Stated task: Lay out the lines of these items as a numbered list, leaving out any blank lines.

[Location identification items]
________________
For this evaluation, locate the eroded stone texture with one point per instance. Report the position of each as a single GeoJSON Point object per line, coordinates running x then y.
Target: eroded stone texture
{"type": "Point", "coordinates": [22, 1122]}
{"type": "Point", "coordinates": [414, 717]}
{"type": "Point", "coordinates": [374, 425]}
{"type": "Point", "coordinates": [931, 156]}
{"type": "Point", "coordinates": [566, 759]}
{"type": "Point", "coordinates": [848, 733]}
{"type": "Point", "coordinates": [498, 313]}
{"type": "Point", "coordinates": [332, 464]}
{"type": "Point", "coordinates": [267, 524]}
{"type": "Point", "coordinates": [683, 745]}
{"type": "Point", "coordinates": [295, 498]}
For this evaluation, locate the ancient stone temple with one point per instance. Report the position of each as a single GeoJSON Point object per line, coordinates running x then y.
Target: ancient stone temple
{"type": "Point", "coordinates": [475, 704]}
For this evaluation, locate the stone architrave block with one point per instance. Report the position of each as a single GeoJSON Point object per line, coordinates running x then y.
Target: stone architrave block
________________
Full solution:
1. For this evaluation, locate the eroded stone texture with one point per instance. Report the position of each as a single GeoJSON Point object per line, coordinates running x then y.
2. Target: eroded stone texture
3. {"type": "Point", "coordinates": [22, 1122]}
4. {"type": "Point", "coordinates": [414, 717]}
5. {"type": "Point", "coordinates": [374, 425]}
6. {"type": "Point", "coordinates": [931, 156]}
7. {"type": "Point", "coordinates": [566, 759]}
8. {"type": "Point", "coordinates": [848, 733]}
9. {"type": "Point", "coordinates": [498, 313]}
10. {"type": "Point", "coordinates": [332, 464]}
11. {"type": "Point", "coordinates": [267, 524]}
12. {"type": "Point", "coordinates": [683, 745]}
13. {"type": "Point", "coordinates": [295, 498]}
14. For this evaluation, locate the ancient stone temple with one point per instance. Report the position of each as a single GeoJSON Point object per line, coordinates running x then y.
15. Target: ancient stone temple
16. {"type": "Point", "coordinates": [475, 704]}
17. For this evaluation, locate the stone architrave block with one point per instance. Report the position of each as a single GeoJSON Point object per line, coordinates running x then y.
18. Target: stone architrave block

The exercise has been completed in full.